An exact copy of the records below is needed, with every picture left out.

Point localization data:
★ ★ ★ ★

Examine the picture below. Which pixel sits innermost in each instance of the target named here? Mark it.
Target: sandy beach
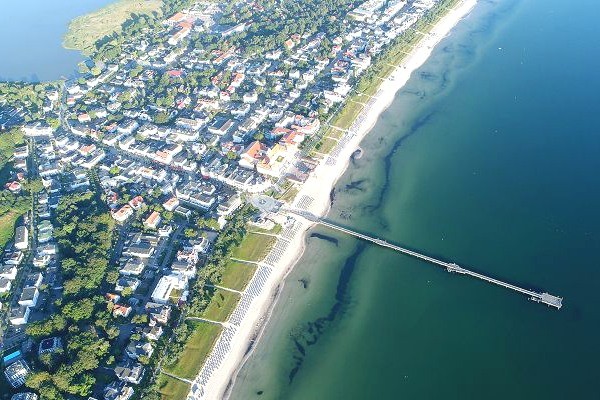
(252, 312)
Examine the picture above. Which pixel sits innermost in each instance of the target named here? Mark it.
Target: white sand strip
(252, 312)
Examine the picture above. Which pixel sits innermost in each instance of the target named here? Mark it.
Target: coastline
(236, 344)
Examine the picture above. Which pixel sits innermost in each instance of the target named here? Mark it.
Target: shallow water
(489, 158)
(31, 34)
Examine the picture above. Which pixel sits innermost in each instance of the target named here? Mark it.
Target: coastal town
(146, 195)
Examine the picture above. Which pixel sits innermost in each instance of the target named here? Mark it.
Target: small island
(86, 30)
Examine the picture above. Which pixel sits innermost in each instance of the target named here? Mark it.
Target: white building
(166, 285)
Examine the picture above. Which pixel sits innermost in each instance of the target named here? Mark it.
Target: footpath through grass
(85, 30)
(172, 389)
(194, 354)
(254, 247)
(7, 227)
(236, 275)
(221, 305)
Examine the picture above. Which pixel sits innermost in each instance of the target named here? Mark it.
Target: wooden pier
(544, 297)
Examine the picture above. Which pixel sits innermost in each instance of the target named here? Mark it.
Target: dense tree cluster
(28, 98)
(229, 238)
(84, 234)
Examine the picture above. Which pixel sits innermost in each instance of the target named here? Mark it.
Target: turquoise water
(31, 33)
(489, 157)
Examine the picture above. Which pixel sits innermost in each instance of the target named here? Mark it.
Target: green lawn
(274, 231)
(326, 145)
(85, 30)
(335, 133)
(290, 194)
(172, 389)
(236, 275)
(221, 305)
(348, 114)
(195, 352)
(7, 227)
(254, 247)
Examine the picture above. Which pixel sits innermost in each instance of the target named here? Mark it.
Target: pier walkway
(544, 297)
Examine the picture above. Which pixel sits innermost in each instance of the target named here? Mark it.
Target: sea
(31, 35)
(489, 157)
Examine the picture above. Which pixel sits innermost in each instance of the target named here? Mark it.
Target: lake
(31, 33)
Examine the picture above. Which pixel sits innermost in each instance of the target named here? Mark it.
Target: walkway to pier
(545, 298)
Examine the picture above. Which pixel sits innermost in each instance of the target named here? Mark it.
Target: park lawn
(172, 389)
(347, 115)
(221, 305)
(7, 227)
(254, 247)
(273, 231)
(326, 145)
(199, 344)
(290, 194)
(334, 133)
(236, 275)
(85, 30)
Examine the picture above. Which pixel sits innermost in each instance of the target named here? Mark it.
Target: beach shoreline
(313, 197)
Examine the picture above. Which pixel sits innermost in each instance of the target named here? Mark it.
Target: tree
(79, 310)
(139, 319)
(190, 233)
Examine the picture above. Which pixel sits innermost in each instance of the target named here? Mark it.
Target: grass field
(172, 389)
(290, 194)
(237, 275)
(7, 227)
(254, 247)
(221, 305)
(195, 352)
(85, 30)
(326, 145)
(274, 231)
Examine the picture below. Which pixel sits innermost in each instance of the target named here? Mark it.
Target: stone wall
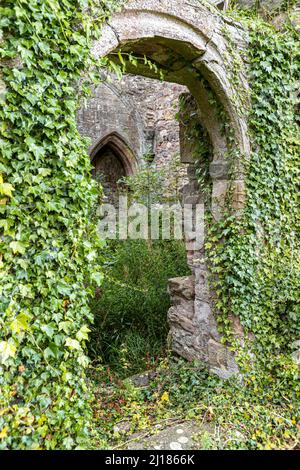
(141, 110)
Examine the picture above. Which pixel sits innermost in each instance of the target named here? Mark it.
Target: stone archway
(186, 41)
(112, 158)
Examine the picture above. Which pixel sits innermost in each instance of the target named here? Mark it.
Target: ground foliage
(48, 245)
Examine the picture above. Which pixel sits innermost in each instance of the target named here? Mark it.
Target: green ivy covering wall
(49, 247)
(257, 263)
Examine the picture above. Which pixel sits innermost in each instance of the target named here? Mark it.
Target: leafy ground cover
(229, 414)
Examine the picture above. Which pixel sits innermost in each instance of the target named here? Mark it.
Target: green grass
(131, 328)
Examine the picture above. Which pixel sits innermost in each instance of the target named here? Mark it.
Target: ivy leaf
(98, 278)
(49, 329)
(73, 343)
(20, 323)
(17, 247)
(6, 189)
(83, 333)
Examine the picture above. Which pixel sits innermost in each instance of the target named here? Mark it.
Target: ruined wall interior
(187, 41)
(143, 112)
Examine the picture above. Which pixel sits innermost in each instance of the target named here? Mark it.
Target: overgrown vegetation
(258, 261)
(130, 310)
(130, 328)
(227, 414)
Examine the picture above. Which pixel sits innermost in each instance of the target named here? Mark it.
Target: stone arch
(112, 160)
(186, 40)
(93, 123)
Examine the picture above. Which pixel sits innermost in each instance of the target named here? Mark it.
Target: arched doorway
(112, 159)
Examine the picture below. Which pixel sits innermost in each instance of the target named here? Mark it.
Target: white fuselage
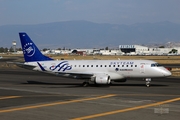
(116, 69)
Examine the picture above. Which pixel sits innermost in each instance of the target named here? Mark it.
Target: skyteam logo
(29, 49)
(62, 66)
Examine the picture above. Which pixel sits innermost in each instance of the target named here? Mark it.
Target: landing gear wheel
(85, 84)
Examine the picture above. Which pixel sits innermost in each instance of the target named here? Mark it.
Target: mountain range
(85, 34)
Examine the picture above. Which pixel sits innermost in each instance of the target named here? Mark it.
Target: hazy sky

★ ★ ★ ★

Task output:
Examine the picture below. Which pixel sits innermost in each instance of the target named here? Mark it.
Target: sandy beach
(252, 312)
Examine the picture above. Which pixel sits innermost in each instance of the target named here? Mark it.
Target: white sand strip
(252, 312)
Examine the picture above. Which pixel sits innermost in each instance of the target named here? Mark it.
Target: coastline
(236, 344)
Examine the picture above. Which pixel sits innermost in each instance of the target named here? Mark it.
Target: shallow water
(489, 158)
(31, 34)
Examine the picture above. Which pixel sits innermost in each instance of the target named here? Mark it.
Target: coastal town
(146, 195)
Examine the picture above. Which pixel sits innermost in each instance of the target named here? Mark it.
Target: small island
(86, 30)
Examine the picture above. Which pixel sits innermost in each instance of the target named here? Mark it.
Target: white building
(166, 285)
Examine the picture above. Which pixel sits innermost in each instance of the target named here? Mark it.
Target: footpath through grass
(85, 30)
(172, 389)
(194, 354)
(254, 247)
(7, 227)
(236, 275)
(221, 305)
Examine the picture above. Which pixel sits innermost in each instance of the target named here? Mark it.
Target: wooden pier
(544, 297)
Examine the picture above. Which pixel sits innermost in each instance of the target named here? Mark it.
Target: dense tree cluster
(28, 98)
(229, 238)
(84, 234)
Examine the picture above. Which pixel sits innermost in each instance of the target named here? Mark it.
Target: turquoise water
(31, 33)
(489, 157)
Examine the picture above. Which pixel sits innermost in each instance of the target named here? Mark it.
Target: green lawn
(274, 231)
(326, 145)
(85, 30)
(335, 133)
(290, 194)
(172, 389)
(236, 275)
(221, 305)
(348, 114)
(195, 352)
(7, 227)
(254, 247)
Examine the picture above. Which pixel sits innermost in each instance of the target named here? Mark it.
Target: pier walkway
(544, 297)
Examine the picture above. Which pixel sits innermost in each instance of the target named here? Mark it.
Target: sea
(31, 35)
(489, 157)
Examine the picture above. Which pixel sits innermost in each instance of the target named here? Mark it.
Target: lake
(31, 33)
Examine the picture above. Which pixel sits innermost in each instance of the target named here? Mark it.
Target: walkway to pier
(545, 298)
Examine the picture above. Which pixel sits innermost in each instance of the target named here? Mark it.
Target: park lawn
(172, 389)
(347, 115)
(221, 305)
(7, 227)
(254, 247)
(273, 231)
(326, 145)
(199, 344)
(290, 194)
(334, 133)
(236, 275)
(85, 30)
Examine the picture above. Which pixel sits innermost in each instance of the target named here? Mark it.
Target: beach shoreline
(313, 197)
Examine the picture above. Which pixel sits innermost in each instance of the target named here? Mark it.
Target: tree
(79, 310)
(139, 319)
(190, 233)
Examine the picture above. Which pixel sits innermost in each instance of the target named here? Mark it.
Target: grass field
(172, 389)
(290, 194)
(237, 275)
(7, 227)
(254, 247)
(221, 305)
(195, 352)
(85, 30)
(326, 145)
(274, 231)
Examine the picture below. Which pixel sits innermost in each instance of the target named here? Mark it.
Target: stone wall
(141, 110)
Examine the picture above. Which pixel sits innermost in each instance of the target named here? Mark it.
Target: stone archway
(186, 41)
(112, 158)
Examine the picture above. Which pixel sits innermost in each instance of the target named here? Mark it.
Target: ground foliage
(48, 245)
Examine the picture above. Which pixel sits innermost in each instance of the target named here? Mark it.
Target: green ivy covering wall
(49, 247)
(257, 263)
Examine the picture above. Which pixel sits innermost in each instance of the target named here? Mark it.
Target: leafy ground cover
(229, 414)
Examine the picture above. Which pixel sits innermost in each instance of the target named here? Mark it.
Target: green grass
(131, 328)
Examine the picture above. Which pixel sits innermost in each instance of the target named here? Mark it.
Target: ivy leaf
(98, 278)
(49, 329)
(73, 343)
(20, 323)
(17, 247)
(6, 189)
(83, 333)
Examine the picture above. Which pixel sits innermost in each instance of the target named here? Mark it.
Target: ruined wall interior
(187, 41)
(143, 112)
Examine the picture above. Which pixel sits innermost in each instance of the target named here? Mark it.
Target: overgrown vegetation
(258, 261)
(130, 310)
(130, 328)
(227, 414)
Examine the picture above. Which pixel sits innermost in each instance of the target named here? Mark it.
Target: stone arch
(112, 160)
(186, 40)
(93, 123)
Examine the picture above. Which pixel sits innermost in each instance of the target named here? Mark it.
Target: arched doorway
(112, 159)
Examine the picture below. Which pixel sits innermost in each instance of the target named here? Mark it.
Target: white fuselage
(116, 69)
Examine the picture above. Which pixel sits innermost in each instance of the target named here? Mark it.
Target: skyteam logo
(29, 49)
(62, 66)
Examine the picture above. Which pixel sits innermost in each instance of the target named here? Mark it.
Target: landing gear wheel
(85, 84)
Examine the picture above. Which pixel sits innermost in each instance of the target named here? Mark it.
Target: mountain range
(85, 34)
Examine the picture above. Which pixel sits innermost in each instance of the target named here? Mark it.
Target: hazy sky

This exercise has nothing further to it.